DIRECTIONS:
1. Answer these from the browser text-interface discussion:
(a) Which three options has the original poster already looked into?
(b) What is the ultimate end goal of the project?
(c) What would the person replying start with instead of a framework?
2. Carry on the browser text-interface discussion past its last line.

SELECTED EXTRACT:
++++++++

The goal* is a keyboard-only, text-based UI running inside a browser, with windowed UI elements and ASCII graphics.
I've looked into Xterm.js, React TUI libraries, and vanilla JS canvas solutions, but I'd love input from those who've built something similar.
Are there any existing projects or libraries I should check out?
Would appreciate any insights, cheers!
(*And the ultimate end goal is to have an LLM create interfaces on the fly from user prompts)
You can use CSS to make the scrolling window grow from the bottom to the top of the screen, like a DOS window would scroll up and then off.
If this were my project, I'd start with plain browser web components[0] rather than a framework. You could definitely have Cursor write the UI portion for you and then, once you like it, add the command handling.
I wrote an article[1] with some strategies and examples of this kind of complex prompt-driven development with Cursor.
[0] https://levelup.gitconnected.com/getting-started-with-web-co...
[1] https://levelup.gitconnected.com/license-to-kill-coding-with...

++++++++

DATA TO EXAMINE:
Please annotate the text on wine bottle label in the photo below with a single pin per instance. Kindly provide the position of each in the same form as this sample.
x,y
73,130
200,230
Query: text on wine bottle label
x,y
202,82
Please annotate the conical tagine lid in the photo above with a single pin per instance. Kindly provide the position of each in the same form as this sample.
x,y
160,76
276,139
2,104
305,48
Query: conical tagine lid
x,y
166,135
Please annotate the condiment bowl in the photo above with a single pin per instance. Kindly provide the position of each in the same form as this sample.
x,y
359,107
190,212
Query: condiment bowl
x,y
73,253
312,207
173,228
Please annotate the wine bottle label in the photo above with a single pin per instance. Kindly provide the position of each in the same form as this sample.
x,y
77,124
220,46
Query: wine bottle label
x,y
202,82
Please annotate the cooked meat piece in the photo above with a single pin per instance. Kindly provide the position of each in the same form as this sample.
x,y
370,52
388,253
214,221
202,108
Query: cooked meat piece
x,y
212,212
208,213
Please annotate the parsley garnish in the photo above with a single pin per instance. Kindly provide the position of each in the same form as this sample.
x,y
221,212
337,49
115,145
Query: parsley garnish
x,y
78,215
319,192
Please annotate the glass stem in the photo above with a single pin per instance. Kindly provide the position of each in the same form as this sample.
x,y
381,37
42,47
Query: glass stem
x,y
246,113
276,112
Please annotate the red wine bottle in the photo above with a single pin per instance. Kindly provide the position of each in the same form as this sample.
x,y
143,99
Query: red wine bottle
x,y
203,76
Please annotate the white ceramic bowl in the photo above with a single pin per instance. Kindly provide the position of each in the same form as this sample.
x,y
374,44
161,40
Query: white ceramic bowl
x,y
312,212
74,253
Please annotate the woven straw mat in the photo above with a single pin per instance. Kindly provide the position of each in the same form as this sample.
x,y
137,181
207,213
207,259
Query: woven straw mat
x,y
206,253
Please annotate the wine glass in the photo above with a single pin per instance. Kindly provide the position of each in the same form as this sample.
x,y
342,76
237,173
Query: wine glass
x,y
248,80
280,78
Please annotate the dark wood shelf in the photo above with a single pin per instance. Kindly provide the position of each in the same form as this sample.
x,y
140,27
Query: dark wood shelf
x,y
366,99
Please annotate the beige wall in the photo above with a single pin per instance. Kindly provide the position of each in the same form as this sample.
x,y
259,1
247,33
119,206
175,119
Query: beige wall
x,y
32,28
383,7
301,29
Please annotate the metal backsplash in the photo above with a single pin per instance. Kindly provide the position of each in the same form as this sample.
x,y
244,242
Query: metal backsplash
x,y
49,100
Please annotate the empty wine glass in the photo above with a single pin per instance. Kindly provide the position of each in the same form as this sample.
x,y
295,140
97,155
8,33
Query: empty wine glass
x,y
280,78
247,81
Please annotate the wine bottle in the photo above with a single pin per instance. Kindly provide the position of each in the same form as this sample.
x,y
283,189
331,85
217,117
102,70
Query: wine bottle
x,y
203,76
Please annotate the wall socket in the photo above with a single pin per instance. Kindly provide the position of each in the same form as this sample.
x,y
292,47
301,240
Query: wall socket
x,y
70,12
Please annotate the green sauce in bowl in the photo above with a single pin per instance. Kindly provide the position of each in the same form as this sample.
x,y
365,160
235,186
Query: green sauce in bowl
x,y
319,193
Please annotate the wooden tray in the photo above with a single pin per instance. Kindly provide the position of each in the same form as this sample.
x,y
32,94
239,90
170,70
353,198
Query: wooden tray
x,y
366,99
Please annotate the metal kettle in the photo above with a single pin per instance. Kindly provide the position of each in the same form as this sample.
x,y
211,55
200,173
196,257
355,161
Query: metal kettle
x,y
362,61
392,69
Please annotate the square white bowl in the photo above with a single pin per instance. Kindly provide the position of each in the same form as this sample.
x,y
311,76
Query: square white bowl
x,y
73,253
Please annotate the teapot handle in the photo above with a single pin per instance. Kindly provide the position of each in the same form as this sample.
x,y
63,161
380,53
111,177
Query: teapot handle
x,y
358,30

++++++++

LIST OF ANSWERS:
1.
(a) Xterm.js, React TUI libraries, and vanilla JS canvas solutions.
(b) To have an LLM create interfaces on the fly from user prompts.
(c) Plain browser web components.

2.
Ahhh, here ya go: https://github.com/vinibiavatti1/TuiCss
via: https://news.ycombinator.com/item?id=28804309
There may be more too: https://kristopolous.github.io/BOOTSTRA.386/
Edit: I also found this: https://news.ycombinator.com/item?id=37418424
Am also investigating xterm.js currently.
Anything that uses too much CSS (eg tries to 'construct' layouts with it rather than just rending text) seems a little fragile.
Ideally, JS is only for computation, HTML only for making content containers, and all layout and appearance is in CSS.
And gp is absolutely correct about it being fragile, cause it’s fragile as hell.
You can also find a lot of similar projects by searching for ncurses along with HTML or JavaScript or CSS.